• Records to process:
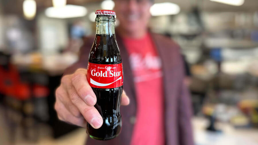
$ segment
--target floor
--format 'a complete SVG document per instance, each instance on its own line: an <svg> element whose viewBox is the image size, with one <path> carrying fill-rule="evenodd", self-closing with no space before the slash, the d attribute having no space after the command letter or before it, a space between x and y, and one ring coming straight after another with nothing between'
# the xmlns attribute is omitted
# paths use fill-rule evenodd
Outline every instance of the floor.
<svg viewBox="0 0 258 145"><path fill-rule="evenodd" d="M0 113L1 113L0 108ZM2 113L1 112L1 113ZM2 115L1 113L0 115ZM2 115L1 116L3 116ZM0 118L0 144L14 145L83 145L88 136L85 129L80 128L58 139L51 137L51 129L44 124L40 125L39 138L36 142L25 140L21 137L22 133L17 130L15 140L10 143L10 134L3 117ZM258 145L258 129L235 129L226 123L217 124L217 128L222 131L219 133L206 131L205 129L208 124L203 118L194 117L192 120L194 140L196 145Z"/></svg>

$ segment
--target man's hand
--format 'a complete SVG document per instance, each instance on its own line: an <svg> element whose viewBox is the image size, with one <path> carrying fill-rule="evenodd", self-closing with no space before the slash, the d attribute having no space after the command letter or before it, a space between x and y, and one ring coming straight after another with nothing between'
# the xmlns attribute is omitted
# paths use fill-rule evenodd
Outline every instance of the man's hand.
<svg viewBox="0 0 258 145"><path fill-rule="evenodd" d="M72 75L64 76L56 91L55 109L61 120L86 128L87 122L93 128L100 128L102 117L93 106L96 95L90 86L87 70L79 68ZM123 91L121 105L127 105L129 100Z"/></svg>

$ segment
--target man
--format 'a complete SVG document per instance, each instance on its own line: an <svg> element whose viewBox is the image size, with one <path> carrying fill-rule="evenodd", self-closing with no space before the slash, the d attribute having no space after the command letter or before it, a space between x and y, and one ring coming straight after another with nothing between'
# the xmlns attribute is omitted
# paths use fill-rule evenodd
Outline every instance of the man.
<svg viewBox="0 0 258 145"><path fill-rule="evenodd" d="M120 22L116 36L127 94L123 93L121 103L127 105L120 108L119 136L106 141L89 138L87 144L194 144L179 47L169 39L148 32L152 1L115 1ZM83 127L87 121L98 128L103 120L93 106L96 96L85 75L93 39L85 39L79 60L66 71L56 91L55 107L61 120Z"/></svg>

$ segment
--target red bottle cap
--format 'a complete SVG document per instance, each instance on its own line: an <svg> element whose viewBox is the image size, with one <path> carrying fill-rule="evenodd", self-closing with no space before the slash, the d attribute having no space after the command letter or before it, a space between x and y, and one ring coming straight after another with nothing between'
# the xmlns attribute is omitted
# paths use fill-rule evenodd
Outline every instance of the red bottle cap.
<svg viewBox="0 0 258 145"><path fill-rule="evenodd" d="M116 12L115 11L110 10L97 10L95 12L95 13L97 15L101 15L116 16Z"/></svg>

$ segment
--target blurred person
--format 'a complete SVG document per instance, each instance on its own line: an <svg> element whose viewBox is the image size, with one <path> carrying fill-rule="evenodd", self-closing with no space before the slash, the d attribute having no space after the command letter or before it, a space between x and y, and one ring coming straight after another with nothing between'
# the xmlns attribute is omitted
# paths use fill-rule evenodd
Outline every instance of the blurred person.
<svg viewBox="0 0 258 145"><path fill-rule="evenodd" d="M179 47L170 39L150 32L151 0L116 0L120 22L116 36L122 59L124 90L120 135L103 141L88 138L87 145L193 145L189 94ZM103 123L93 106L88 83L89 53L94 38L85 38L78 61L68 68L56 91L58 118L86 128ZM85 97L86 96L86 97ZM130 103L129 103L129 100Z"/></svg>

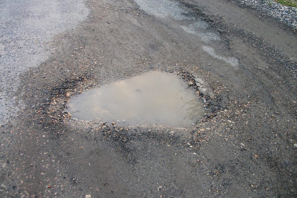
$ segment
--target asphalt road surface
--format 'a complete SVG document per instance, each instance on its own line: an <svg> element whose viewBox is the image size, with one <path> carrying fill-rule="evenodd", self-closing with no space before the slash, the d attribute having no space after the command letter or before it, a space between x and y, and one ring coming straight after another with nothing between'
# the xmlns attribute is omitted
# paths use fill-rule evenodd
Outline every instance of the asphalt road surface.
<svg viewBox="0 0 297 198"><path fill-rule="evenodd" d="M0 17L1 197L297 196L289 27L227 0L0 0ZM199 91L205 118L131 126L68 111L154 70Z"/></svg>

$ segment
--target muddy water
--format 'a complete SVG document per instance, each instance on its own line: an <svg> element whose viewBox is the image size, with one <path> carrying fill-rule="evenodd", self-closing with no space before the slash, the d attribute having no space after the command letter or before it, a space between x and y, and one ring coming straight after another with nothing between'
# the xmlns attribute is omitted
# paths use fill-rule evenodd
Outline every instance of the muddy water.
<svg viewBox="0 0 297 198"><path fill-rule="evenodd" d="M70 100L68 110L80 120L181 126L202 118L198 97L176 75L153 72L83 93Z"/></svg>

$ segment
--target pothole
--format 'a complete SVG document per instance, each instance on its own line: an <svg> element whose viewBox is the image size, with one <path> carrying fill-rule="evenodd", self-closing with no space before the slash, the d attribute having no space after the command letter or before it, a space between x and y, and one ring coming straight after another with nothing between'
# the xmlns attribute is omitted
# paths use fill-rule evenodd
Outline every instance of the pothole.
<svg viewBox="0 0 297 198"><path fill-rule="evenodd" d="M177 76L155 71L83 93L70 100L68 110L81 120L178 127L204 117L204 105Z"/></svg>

• Task to complete: Locate every line in the material above that contains the string "muddy", treating uppercase and lowercase as different, and copy each of those lines.

• Answer to the exercise:
--target muddy water
Outline every instance of the muddy water.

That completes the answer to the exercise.